Description of the task>
Give only the number of lines in the entries below that contain the word "fence".

Given information>
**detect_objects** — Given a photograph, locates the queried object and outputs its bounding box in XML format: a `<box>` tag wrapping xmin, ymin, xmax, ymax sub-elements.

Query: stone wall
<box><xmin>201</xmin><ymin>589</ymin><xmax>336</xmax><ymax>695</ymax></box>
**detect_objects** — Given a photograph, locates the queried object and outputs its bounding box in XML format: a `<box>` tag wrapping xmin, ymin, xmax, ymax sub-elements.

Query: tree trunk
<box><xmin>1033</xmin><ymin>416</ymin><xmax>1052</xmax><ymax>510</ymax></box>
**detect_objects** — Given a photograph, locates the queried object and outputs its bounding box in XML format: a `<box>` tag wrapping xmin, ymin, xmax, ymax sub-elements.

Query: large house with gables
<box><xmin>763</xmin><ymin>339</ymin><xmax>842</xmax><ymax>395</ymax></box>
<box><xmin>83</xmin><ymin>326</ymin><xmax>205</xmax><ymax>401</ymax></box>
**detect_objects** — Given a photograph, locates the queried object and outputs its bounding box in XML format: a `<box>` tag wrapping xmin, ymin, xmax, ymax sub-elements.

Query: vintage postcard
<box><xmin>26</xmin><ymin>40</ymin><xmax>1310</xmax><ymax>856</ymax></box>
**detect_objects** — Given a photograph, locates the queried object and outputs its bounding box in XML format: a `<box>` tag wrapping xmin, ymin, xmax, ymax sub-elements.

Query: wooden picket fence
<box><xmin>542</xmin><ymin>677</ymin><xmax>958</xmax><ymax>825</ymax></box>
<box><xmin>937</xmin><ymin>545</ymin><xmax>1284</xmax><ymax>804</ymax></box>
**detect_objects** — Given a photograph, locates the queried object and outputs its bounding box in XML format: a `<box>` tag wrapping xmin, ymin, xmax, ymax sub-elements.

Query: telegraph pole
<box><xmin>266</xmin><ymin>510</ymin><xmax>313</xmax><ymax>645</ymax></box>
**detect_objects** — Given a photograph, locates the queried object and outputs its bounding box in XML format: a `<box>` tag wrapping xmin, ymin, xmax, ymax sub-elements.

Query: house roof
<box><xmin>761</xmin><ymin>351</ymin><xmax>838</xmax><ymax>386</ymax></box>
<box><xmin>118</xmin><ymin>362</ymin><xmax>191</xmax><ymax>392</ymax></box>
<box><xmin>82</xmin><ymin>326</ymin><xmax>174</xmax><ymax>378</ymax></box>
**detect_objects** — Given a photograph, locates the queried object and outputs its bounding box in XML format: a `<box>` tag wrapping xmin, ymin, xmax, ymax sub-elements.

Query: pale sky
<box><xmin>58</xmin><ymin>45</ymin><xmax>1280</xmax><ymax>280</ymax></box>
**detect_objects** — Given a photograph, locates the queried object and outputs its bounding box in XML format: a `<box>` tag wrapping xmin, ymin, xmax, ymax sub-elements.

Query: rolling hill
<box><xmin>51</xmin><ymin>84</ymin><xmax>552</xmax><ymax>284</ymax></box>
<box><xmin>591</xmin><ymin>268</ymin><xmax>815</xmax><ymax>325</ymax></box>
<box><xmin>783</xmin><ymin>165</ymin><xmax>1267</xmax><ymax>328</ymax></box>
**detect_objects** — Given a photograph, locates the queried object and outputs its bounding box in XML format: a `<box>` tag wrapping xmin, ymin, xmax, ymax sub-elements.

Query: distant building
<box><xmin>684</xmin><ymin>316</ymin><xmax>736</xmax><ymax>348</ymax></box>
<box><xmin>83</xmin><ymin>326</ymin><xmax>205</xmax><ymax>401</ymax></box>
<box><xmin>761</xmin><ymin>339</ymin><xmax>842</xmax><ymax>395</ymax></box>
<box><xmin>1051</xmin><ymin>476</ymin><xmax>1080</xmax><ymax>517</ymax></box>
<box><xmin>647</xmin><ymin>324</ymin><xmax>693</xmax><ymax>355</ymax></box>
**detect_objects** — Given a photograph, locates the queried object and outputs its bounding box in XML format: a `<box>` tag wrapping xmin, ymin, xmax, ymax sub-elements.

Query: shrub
==
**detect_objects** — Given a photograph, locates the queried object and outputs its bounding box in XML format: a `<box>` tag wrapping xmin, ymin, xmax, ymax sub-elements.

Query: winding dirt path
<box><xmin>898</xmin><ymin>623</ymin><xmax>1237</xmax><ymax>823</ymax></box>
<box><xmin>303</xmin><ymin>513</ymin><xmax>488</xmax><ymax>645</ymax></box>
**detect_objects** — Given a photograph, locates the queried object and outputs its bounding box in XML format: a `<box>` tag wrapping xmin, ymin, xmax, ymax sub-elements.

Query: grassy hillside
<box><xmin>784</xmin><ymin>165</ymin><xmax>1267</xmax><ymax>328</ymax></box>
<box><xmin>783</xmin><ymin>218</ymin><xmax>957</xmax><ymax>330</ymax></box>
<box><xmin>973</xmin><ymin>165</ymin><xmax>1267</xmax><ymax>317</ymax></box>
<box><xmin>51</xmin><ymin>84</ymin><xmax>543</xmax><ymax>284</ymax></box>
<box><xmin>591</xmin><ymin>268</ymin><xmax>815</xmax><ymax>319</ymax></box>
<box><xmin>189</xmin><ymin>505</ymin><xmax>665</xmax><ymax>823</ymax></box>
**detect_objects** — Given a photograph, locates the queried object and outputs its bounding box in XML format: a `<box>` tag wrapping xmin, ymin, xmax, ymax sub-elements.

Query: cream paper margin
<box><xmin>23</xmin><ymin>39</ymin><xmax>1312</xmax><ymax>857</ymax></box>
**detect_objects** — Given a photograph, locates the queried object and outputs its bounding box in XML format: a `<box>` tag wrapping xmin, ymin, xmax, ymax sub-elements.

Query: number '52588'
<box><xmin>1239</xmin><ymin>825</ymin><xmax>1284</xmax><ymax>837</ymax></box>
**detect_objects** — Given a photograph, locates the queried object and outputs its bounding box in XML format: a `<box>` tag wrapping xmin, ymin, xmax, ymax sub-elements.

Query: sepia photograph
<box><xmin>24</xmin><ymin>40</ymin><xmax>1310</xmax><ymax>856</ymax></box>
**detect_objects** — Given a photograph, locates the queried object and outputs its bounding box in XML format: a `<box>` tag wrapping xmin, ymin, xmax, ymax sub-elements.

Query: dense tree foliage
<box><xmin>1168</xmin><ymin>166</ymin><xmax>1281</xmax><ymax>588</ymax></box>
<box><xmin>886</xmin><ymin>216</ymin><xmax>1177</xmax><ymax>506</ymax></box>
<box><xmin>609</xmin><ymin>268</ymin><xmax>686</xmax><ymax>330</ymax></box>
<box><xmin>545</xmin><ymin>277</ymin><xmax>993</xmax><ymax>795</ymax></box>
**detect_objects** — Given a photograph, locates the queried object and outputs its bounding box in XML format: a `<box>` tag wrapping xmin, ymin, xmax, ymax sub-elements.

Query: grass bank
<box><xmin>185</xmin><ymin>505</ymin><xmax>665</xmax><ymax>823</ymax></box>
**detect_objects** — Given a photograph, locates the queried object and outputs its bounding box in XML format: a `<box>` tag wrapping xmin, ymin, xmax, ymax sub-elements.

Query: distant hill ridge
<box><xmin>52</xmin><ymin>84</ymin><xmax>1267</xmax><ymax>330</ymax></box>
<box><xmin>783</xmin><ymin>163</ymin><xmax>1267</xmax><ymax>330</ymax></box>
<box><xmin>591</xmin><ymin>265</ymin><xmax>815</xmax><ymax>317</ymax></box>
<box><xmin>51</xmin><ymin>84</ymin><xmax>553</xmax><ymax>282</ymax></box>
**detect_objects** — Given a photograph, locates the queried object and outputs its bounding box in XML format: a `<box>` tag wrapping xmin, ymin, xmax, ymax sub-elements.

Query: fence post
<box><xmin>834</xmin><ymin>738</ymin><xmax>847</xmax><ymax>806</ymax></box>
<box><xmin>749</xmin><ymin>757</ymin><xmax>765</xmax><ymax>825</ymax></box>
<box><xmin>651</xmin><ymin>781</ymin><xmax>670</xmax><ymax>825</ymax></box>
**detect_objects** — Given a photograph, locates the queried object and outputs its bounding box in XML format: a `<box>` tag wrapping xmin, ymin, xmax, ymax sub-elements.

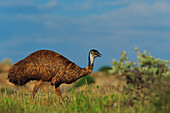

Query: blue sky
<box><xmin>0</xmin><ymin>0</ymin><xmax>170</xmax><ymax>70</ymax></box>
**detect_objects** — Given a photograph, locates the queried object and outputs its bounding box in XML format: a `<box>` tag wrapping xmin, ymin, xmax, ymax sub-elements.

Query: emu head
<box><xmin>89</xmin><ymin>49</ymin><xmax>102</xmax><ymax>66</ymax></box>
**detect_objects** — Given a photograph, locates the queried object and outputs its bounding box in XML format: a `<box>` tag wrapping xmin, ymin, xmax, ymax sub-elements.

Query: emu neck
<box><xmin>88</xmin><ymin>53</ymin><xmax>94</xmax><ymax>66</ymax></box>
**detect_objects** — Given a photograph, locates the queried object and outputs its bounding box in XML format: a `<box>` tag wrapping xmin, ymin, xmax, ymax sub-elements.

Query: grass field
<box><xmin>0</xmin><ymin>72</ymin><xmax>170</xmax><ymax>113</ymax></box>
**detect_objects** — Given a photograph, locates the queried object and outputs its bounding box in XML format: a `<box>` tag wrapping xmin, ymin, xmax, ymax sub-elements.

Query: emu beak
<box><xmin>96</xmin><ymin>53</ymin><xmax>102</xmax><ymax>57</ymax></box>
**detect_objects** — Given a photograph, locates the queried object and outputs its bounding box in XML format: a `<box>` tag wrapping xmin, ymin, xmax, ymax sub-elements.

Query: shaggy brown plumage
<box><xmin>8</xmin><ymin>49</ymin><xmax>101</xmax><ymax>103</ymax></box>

Reply>
2